**DATA IN THIS EXERCISE**
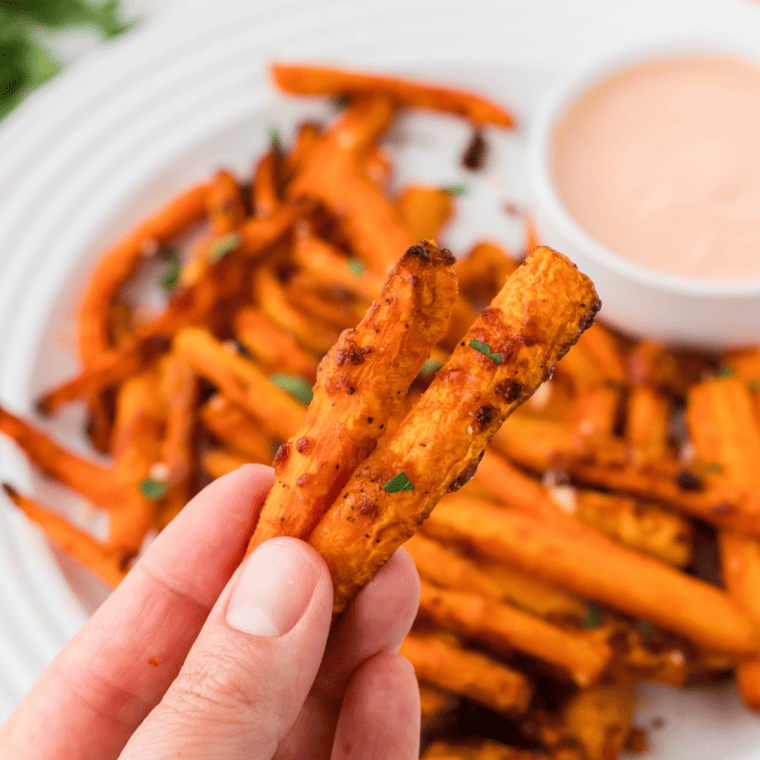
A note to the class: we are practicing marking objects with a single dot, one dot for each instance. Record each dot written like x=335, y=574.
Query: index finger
x=117, y=668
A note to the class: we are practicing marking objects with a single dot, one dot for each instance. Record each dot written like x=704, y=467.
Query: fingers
x=376, y=621
x=246, y=678
x=120, y=664
x=380, y=715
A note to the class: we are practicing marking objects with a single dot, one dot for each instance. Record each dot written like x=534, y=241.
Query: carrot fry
x=219, y=462
x=231, y=426
x=725, y=431
x=612, y=574
x=505, y=628
x=425, y=210
x=646, y=424
x=139, y=431
x=273, y=349
x=318, y=80
x=432, y=701
x=359, y=384
x=326, y=263
x=241, y=381
x=470, y=674
x=482, y=749
x=504, y=357
x=646, y=527
x=597, y=719
x=311, y=334
x=483, y=271
x=75, y=542
x=445, y=569
x=94, y=482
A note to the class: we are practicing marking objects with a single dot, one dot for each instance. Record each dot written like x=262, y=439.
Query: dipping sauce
x=661, y=164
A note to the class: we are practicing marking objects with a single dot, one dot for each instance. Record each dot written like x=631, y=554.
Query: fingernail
x=273, y=590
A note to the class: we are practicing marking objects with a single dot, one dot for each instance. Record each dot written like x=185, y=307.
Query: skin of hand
x=196, y=655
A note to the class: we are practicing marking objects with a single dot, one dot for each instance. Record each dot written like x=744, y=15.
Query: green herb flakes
x=357, y=267
x=455, y=190
x=220, y=248
x=153, y=489
x=294, y=386
x=484, y=349
x=593, y=617
x=398, y=483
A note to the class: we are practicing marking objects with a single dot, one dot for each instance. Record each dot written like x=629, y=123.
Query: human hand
x=193, y=656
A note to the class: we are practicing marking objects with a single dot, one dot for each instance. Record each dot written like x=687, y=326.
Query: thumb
x=248, y=674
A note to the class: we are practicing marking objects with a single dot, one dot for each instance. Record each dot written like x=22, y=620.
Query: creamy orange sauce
x=661, y=164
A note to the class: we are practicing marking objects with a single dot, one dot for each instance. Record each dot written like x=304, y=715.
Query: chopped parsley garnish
x=220, y=248
x=153, y=489
x=275, y=137
x=294, y=386
x=430, y=366
x=172, y=273
x=455, y=190
x=593, y=617
x=398, y=483
x=484, y=349
x=357, y=267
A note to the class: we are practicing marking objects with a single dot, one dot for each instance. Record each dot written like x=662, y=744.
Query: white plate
x=108, y=140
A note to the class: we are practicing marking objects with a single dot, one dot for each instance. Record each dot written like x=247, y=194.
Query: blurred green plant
x=25, y=62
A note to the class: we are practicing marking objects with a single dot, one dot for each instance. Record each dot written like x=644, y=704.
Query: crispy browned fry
x=330, y=302
x=725, y=431
x=116, y=265
x=505, y=628
x=218, y=462
x=432, y=701
x=326, y=263
x=105, y=371
x=310, y=333
x=640, y=525
x=480, y=749
x=425, y=210
x=598, y=719
x=265, y=191
x=219, y=283
x=504, y=357
x=533, y=595
x=179, y=389
x=468, y=673
x=241, y=381
x=359, y=385
x=646, y=422
x=483, y=272
x=74, y=541
x=306, y=140
x=93, y=481
x=604, y=571
x=272, y=348
x=231, y=426
x=139, y=431
x=319, y=80
x=599, y=344
x=450, y=570
x=594, y=411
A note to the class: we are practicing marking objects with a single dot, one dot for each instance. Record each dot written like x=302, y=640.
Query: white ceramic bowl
x=640, y=301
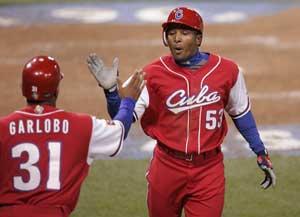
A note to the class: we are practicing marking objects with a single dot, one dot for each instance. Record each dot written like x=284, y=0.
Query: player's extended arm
x=130, y=94
x=247, y=127
x=107, y=79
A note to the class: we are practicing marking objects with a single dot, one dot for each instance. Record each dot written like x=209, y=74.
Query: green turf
x=118, y=188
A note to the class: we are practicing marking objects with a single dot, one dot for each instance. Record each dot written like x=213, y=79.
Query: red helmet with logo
x=185, y=16
x=41, y=77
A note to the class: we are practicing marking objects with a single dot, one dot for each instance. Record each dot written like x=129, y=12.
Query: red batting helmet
x=184, y=16
x=41, y=77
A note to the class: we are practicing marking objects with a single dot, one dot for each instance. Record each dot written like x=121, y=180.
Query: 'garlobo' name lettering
x=38, y=126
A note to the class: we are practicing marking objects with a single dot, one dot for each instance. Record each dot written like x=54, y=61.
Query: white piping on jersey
x=200, y=115
x=188, y=93
x=39, y=115
x=243, y=112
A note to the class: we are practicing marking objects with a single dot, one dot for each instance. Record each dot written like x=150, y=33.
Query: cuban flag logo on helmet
x=178, y=14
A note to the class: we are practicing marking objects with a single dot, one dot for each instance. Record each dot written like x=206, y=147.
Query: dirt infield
x=268, y=48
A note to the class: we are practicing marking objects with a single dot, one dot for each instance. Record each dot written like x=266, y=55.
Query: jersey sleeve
x=238, y=103
x=106, y=139
x=142, y=102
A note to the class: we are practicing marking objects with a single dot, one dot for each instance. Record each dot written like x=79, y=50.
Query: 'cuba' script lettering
x=184, y=102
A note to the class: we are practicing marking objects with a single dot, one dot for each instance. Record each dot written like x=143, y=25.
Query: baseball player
x=183, y=108
x=45, y=152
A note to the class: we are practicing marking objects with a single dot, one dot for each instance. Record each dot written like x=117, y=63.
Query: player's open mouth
x=178, y=50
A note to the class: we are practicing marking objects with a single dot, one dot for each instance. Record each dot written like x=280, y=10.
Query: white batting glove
x=105, y=76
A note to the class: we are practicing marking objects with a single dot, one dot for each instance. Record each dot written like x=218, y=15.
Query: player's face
x=183, y=42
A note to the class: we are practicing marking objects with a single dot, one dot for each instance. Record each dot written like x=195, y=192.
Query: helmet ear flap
x=164, y=38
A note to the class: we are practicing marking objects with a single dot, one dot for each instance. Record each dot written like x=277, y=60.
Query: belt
x=188, y=156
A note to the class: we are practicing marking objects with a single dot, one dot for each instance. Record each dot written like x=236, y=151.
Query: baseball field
x=268, y=49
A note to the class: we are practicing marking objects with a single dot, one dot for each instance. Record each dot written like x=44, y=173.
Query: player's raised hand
x=105, y=76
x=134, y=86
x=265, y=164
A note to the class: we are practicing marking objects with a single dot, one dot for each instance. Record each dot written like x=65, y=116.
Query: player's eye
x=186, y=32
x=171, y=32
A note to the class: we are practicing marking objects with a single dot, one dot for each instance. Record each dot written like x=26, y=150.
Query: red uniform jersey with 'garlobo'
x=45, y=154
x=184, y=108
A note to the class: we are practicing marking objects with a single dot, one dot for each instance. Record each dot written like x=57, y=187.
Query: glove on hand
x=265, y=164
x=105, y=76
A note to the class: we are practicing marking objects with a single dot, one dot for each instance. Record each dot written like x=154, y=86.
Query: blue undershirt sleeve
x=113, y=102
x=125, y=113
x=247, y=127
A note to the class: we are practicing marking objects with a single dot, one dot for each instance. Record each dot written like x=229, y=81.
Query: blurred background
x=263, y=37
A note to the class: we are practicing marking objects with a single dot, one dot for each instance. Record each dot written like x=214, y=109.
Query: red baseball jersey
x=184, y=108
x=45, y=154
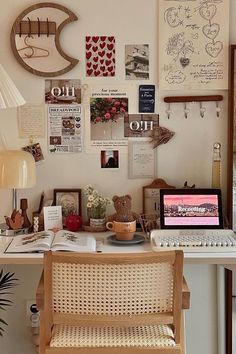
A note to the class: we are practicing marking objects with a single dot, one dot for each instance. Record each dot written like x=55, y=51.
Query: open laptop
x=190, y=208
x=190, y=218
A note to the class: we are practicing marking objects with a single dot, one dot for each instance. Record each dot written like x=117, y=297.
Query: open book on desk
x=62, y=240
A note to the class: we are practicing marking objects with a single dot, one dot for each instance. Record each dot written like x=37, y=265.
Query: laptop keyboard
x=194, y=240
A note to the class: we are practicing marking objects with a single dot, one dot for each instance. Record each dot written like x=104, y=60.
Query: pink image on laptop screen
x=191, y=210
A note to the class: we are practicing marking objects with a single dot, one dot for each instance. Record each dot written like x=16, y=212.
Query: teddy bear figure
x=122, y=206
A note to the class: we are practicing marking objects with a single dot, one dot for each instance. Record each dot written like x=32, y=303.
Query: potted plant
x=7, y=281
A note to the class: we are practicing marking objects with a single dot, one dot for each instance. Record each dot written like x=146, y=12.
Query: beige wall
x=186, y=157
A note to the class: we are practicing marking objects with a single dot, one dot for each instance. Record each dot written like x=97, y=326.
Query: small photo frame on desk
x=70, y=201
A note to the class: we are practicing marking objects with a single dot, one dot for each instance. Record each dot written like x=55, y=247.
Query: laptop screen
x=191, y=209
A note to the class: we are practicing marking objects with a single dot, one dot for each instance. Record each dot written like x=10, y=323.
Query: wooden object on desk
x=126, y=285
x=15, y=221
x=41, y=220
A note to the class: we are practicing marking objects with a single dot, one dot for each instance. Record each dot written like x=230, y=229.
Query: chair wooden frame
x=181, y=300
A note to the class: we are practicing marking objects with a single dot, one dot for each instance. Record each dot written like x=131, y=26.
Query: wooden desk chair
x=112, y=303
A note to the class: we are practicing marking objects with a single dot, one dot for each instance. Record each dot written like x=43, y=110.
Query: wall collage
x=97, y=118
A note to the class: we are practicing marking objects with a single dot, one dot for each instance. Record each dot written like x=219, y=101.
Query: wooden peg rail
x=178, y=99
x=36, y=27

**OBJECTIVE**
All lines from the one with "like x=55, y=247." through the final line above are to be quoted exactly; quote no other line.

**IN RESPONSE**
A note to the class: we are practicing marking objects with a single dot, one dot for each instance. Record each dot written like x=55, y=247.
Query: laptop screen
x=191, y=209
A note to the class: we are practicing marking objects with a single dot, one dot for each instance. Record each dot written like x=10, y=323.
Query: wooden object on desk
x=126, y=285
x=15, y=221
x=41, y=220
A note to the class: we are practicing marking objects with a single dot, one dot for each instance. Record each dot written like x=230, y=229.
Query: chair wooden frame
x=181, y=300
A note to the class: we are practicing marking objects with a single dot, one dot for each instance. Record each dot written like x=131, y=26.
Query: wooden desk chair
x=112, y=303
A note to the class: we are practicing marking objects with a single dot, one dot for each instance. Record each dot written like x=43, y=110.
Query: wall collage
x=97, y=118
A note to the class: we are practicing marking objects with a single dot, one dot for each instance. Record each dot written like x=219, y=101.
Query: wooden peg rail
x=178, y=99
x=36, y=27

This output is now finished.